> ACTIONS REQUISES
A. D'après l'extrait sur les marchés du travail, combien de personnes aux États-Unis et en Europe ont perdu leur emploi, se sont retrouvées au chômage partiel ou ont involontairement quitté la population active en avril ?
B. Rédigez la suite de l'extrait sur les marchés du travail en reprenant après sa dernière phrase.

> EXTRAIT DU TEXTE
%%
Tandis que les marchés boursiers s’apaisent et que l’espoir d’un redressement économique renaît, les marchés du travail à travers le monde offrent un spectacle de désolation: en avril, plus de 90 millions de personnes aux États-Unis et en Europe ont perdu leur emploi, se sont retrouvées au chômage partiel ou ont involontairement quitté la population active. Leur situation et les pertes de revenus essuyées par de nombreuses entreprises font souvent l’objet de comparaisons avec la Grande Dépression. Mais la prudence est de mise: en dépit des parallèles qui sautent aux yeux, les différences sont majoritaires. Nous étudions celles-ci et exposons les dernières décisions prises par le Comité de placement du Credit Suisse.

1. Fermetures: ceux qui paient le prix fort

Dans le combat contre la pandémie, les États continuent de lutter sur trois fronts: la politique de santé, la politique économique et la politique monétaire.

Alors que différentes mesures (paiements de transfert sans précédent, recapitalisations, quasi-recours à la monnaie hélicoptère et interventions des banques centrales sur les marchés des capitaux afin de réduire les taux d’intérêt et la fièvre) ont écarté le risque d’une crise systémique du crédit ou des liquidités et stimulé les marchés boursiers, il faudra davantage de temps pour observer les améliorations résultant de la politique en matière de santé et d’économie.

Quoi qu’il en soit, les succès remportés sur le plan sanitaire – même s’ils sont fragiles – nous ont permis cette semaine de faire quelques premiers pas vers le redressement conjoncturel, ce qui fait naître un espoir fondé en dépit de toutes les inquiétudes. En revanche, un regard jeté sur les marchés du travail rappelle le spectacle de «La Terre vaine» («Waste Land» en anglais), titre de l’un des poèmes les plus importants et les plus influents du XXe siècle dans lequel l’écrivain T.S. Eliot, titulaire du prix Nobel pour son oeuvre lyrique, traite de l’isolement de l’être humain dans les temps modernes et anticipe la Grande Dépression à venir. Sa description de l’éloignement social et de la saignée économique ainsi que sa célèbre première phrase «April is the cruellest month» (avril est le mois le plus cruel) suscitent des craintes au vu des quelque 100 millions d’emplois supprimés, contractés ou menacés par la crise depuis avril à l’échelle mondiale, ainsi qu’au regard des entreprises dont les revenus se sont effondrés.
%%
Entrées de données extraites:
%%
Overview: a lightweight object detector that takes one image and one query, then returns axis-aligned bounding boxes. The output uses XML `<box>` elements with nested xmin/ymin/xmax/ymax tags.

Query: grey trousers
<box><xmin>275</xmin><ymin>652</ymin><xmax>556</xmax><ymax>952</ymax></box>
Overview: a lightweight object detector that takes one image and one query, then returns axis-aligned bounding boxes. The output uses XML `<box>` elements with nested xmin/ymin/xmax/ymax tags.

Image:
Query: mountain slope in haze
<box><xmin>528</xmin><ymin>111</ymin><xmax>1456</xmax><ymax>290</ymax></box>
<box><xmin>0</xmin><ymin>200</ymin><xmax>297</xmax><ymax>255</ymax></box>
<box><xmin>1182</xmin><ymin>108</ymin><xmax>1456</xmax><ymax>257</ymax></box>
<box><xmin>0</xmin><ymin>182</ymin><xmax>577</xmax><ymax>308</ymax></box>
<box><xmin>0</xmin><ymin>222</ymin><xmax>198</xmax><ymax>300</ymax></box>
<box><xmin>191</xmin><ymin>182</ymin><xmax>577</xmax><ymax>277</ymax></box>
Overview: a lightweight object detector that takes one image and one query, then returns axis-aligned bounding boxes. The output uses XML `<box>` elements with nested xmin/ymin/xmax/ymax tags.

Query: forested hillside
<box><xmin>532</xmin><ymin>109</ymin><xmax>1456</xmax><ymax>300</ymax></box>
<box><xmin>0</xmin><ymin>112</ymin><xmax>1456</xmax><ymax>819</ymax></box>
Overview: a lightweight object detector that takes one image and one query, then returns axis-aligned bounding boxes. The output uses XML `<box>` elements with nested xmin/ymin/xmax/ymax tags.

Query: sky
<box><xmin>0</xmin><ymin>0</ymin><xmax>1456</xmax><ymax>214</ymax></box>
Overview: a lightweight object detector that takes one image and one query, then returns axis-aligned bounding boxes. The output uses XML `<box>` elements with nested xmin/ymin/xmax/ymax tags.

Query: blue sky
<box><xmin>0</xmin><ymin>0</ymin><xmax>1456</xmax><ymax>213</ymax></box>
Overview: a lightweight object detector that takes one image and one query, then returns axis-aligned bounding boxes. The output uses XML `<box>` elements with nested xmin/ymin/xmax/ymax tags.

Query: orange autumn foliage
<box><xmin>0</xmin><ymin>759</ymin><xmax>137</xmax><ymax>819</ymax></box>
%%
> EN RÉPONSE
A. Plus de 90 millions de personnes.

B.
Et ce tableau ne tient pas encore compte du fait que les chiffres du marché du travail sont souvent embellis: selon les rapports officiels du bureau américain des statistiques de l’emploi par exemple, 6,6 millions de citoyens américains au total ont quitté le marché du travail en avril, mais ceux-ci signalent qu’ils sont toujours à la recherche d’un nouvel emploi. Les économistes estiment qu’à la fin avril, 46 millions d’Américains avaient un urgent besoin de retrouver un poste.

Les données équivalentes dans l’UE s’établissent à quelque 42 millions. Les chiffres d’Asie et du reste du monde ne sont pas encore comptabilisés. Rien d’étonnant donc à ce que certains utilisent souvent la métaphore de «La Terre vaine» et tirent un parallèle avec la Grande Dépression.

Néanmoins, la comparaison est boiteuse ou «les apparences sont trompeuses», pour reprendre la formulation du dramaturge autrichien Thomas Bernhard.

2. Grande Dépression: ce qui marche mieux aujourd’hui

Les comparaisons de la crise économique actuelle avec celle des années 1930 vont bon train, dans les médias suisses également. Il est néanmoins judicieux d’étudier de plus près l’histoire de la Grande Dépression, car il devient alors évident que les différences entre ces deux crises sont bien plus nombreuses que les similitudes. La Grande Dépression a constitué une réelle «catharsis» de l’histoire économique des États-Unis, un facteur qui, à lui seul, rend une répétition improbable et permet de contester une comparaison simpliste. Une analyse plus approfondie facilite au final également la compréhension de la réaction monétaire de la Réserve fédérale (Fed) ainsi que le redressement consécutif des marchés boursiers américains et mondiaux. Jetons donc un regard dans le rétroviseur.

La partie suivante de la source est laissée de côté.